RDMA/ocrdma: Create IRD queue fix

1)	Fix ocrdma_get_num_posted_shift for upto 128 QPs.
2)	Create for min of dev->max_wqe and requested wqe in create_qp.
3)	As part of creating ird queue, populate with basic header templates.
4)	Make sure all the DB memory allocated to userspace are page aligned.
5)	Fix issue in checking the mmap local cache.
6)	Some code cleanup.

Signed-off-by: Naresh Gottumukkala <bgottumukkala@emulex.com>
Signed-off-by: Roland Dreier <roland@purestorage.com>
diff --git a/drivers/infiniband/hw/ocrdma/ocrdma.h b/drivers/infiniband/hw/ocrdma/ocrdma.h
index e798837f..b451166 100644
--- a/drivers/infiniband/hw/ocrdma/ocrdma.h
+++ b/drivers/infiniband/hw/ocrdma/ocrdma.h
@@ -382,7 +382,7 @@
 static inline int ocrdma_get_num_posted_shift(struct ocrdma_qp *qp)
____________________
**SET PROBLEM**
Copy the patch text between "RDMA/ocrdma: Create IRD" and "are page aligned.", inclusive, renaming "userspace" as "user space". The rows after this point are not needed.
____________________
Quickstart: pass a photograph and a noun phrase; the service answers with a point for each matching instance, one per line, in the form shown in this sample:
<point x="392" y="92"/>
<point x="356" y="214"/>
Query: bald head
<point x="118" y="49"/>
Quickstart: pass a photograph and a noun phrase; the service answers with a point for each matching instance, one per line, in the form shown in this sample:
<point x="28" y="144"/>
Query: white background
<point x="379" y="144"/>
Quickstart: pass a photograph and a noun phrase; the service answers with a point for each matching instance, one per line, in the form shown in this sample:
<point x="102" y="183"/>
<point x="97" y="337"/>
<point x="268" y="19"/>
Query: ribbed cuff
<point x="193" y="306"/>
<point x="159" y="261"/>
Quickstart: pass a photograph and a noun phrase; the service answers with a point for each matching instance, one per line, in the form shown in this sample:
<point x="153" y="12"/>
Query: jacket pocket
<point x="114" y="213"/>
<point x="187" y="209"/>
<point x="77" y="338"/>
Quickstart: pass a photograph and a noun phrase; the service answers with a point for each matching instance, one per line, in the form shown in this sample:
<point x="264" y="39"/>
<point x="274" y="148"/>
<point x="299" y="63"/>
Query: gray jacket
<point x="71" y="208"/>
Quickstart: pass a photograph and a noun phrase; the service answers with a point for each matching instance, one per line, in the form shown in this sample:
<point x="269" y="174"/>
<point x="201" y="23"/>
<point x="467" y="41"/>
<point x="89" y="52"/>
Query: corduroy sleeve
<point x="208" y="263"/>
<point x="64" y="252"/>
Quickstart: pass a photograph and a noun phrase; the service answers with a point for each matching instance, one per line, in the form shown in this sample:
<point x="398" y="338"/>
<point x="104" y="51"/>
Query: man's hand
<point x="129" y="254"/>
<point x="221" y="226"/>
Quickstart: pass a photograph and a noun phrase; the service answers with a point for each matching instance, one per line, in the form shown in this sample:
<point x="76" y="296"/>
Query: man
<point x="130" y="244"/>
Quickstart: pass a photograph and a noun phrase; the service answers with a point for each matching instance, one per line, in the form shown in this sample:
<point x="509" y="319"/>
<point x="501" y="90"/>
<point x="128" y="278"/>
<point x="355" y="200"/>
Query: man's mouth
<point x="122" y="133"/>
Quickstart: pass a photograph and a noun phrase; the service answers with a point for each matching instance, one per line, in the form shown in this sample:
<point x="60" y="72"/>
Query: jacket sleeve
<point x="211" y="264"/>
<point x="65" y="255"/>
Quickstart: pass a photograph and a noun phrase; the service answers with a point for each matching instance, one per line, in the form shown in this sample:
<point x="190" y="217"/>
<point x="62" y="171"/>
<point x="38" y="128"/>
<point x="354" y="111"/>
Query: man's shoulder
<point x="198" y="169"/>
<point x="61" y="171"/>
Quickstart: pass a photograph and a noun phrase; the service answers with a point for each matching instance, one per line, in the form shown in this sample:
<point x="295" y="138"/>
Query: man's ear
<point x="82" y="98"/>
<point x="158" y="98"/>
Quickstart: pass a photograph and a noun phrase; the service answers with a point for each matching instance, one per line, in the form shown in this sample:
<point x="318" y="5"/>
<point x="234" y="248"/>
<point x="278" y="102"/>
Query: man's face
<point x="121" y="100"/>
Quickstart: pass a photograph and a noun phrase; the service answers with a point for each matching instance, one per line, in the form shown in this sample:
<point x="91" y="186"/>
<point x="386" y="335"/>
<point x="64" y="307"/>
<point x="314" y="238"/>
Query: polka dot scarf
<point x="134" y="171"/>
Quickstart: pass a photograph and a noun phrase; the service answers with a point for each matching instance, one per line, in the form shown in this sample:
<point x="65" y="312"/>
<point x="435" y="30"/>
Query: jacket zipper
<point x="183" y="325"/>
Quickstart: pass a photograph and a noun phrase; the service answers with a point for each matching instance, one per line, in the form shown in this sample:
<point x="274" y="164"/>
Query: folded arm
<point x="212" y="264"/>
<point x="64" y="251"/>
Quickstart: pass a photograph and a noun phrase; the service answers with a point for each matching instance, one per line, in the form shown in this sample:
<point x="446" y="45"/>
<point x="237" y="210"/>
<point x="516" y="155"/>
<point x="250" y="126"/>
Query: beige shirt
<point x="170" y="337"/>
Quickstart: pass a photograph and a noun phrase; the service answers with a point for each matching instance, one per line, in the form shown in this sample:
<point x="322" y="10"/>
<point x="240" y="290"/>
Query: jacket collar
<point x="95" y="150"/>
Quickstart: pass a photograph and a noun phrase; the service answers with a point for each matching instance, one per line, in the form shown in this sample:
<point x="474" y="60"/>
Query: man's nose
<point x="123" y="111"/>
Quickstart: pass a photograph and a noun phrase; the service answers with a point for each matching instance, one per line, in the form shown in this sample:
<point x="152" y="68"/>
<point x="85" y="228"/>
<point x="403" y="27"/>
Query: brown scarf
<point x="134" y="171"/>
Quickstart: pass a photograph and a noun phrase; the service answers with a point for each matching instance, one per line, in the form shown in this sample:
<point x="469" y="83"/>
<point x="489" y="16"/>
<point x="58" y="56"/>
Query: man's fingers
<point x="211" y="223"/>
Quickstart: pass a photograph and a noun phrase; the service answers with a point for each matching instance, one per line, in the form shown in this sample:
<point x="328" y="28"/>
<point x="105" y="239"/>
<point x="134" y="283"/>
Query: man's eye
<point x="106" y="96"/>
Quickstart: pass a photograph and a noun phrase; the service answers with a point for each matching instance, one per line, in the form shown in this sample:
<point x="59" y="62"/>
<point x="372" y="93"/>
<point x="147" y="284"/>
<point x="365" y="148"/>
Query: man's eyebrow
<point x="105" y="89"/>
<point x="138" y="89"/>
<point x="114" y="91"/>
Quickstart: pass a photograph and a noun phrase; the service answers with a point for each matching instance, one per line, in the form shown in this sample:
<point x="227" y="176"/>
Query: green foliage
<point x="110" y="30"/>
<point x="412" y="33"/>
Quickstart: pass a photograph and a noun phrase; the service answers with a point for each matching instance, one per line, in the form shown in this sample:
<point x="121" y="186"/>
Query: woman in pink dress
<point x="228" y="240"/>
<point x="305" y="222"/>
____________________
**ANSWER TO THIS TASK**
RDMA/ocrdma: Create IRD queue fix

1)	Fix ocrdma_get_num_posted_shift for upto 128 QPs.
2)	Create for min of dev->max_wqe and requested wqe in create_qp.
3)	As part of creating ird queue, populate with basic header templates.
4)	Make sure all the DB memory allocated to user space are page aligned.